**Tasks to perform:**
(1) Copy out everything in the Twitter purchase article from "After the news" down to "share acquisition price.", word for word.
(2) Pick up the article about Elon Musk pausing the Twitter deal after its last sentence and keep it going.

======== Text excerpt

Billionaire Elon Musk has temporarily put a hold on the $44 billion purchase of social media platform Twitter. He made this known on Friday stating that this was due to “pending details supporting calculation that spam/fake accounts do indeed represent less than 5% of users.”
Though he said he was still committed to the acquisition, he would get his team to do a random sample of 100 followers of the social media platform. He also added that other people should repeat the same process and see what they discover.
When asked to elaborate on the process people should take in the process of finding out the real percentage of scam/spam/bot accounts, he said;
Any sensible random sampling process is fine. If many people independently get similar results for % of fake/spam/duplicate accounts, that will be telling. I picked 100 as the sample size number, because that is what Twitter uses to calculate <5% fake/spam/duplicate.
After the news on the temporary pause, Twitter shares initially fell more than 20% in premarket trading. However the shares regained some ground after he sent the second tweet saying he remained committed to the deal
The shares were down 9.6% to $40.71 in trading on Friday, still a steep discount to the $54.20 per share acquisition price.

================
======== Data to examine

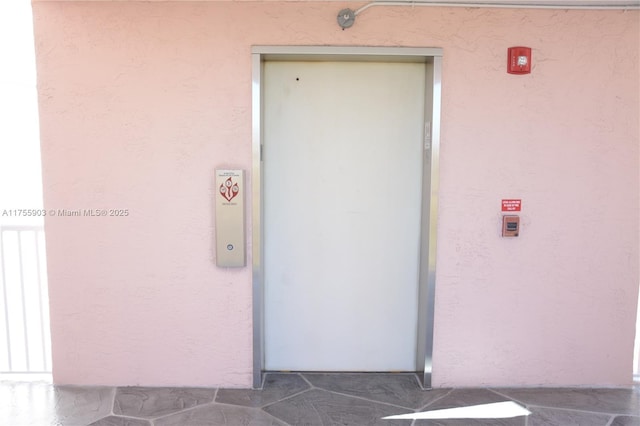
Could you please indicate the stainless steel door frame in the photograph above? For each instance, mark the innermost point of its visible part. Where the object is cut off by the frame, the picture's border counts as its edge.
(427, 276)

================
======== Data to examine

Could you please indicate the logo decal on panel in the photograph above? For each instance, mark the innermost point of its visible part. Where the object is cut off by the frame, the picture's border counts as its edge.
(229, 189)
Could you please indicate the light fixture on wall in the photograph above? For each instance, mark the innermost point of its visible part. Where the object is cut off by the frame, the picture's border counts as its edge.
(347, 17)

================
======== Data to examine

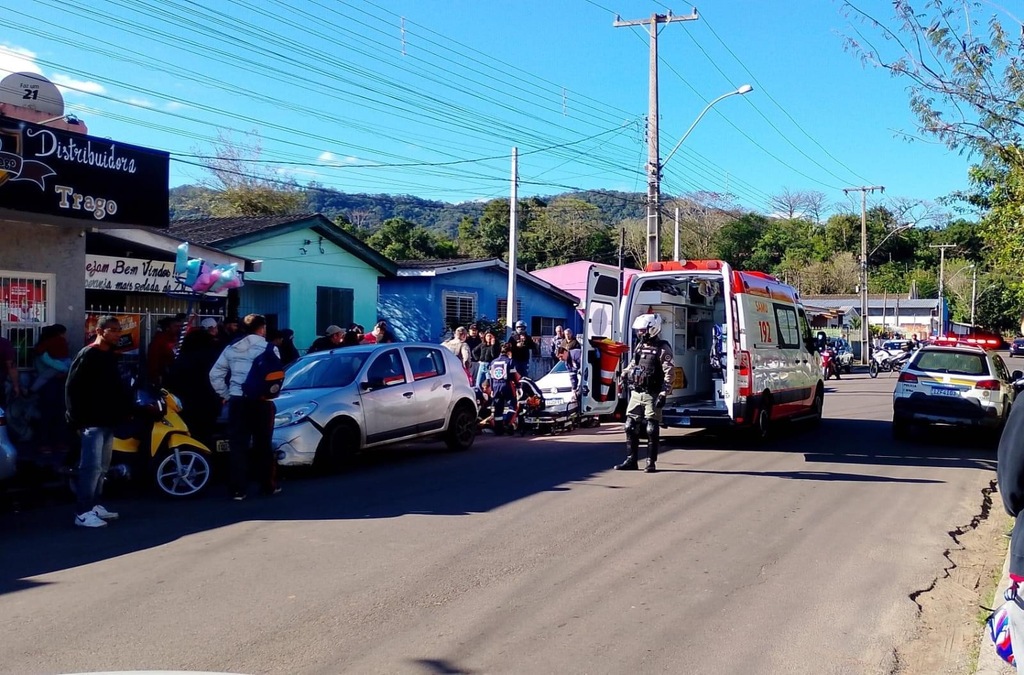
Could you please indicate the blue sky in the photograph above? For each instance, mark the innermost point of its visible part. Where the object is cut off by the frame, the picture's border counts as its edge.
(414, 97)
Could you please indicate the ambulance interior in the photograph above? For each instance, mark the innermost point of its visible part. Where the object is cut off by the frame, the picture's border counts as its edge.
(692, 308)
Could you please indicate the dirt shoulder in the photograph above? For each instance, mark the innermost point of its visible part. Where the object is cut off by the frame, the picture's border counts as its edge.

================

**Responses per task:**
(1)
After the news on the temporary pause, Twitter shares initially fell more than 20% in premarket trading. However the shares regained some ground after he sent the second tweet saying he remained committed to the deal
The shares were down 9.6% to $40.71 in trading on Friday, still a steep discount to the $54.20 per share acquisition price.

(2)
It is surprising that he is asking for pause in the acquisition deal as he was the one that waived his right for due diligence in an effort to get the San Francisco-based company to accept his “best and final offer.” So he cannot argue that Twitter somehow misled him.
Can Elon Musk ask for renegotiation of his offer of $54.20 per share?
Even though Elon Musk says the reason for the pause is presence of a high percentage of spam and fake accounts, some people think it is due to the fact that widening gap between the offer price of $54.20 and the price of $40.72.
Since Musk made the offer to acquire Twitter, tech stocks have dipped amid investor concerns over inflation and a potential economic slowdown.
Elon Musk may ask to renegotiate as his offer price is way less than the current value.
There is precedence for renegotiation. A lot companies had to reprice acquisition agreements during the COVID-19 pandemic. A notable one is the French retailer LVMH acquisition deal of Tiffany & Co. Eventually Tiffany agreed to lower the acquisition price by $425 million to $15.8 billion.
Musk can threaten to walk away from the deal unless Twitter’s board agrees to reopen negotiations. However he will be liable to pay a $1 billion break-up fee if he does this. Twitter would have to sue to get more than that in damages or try to force Musk to complete the deal.
As we await to hear Musk’s final decision, he recently tweeted that Twitter legal team contacted him to complain that he violated their NDA by revealing the bot check sample size was 100!
On Sunday, he tweeted that he is yet to see *any* analysis that has fake/spam/duplicates at <5%.
I do suspect that there is more drama in the coming days.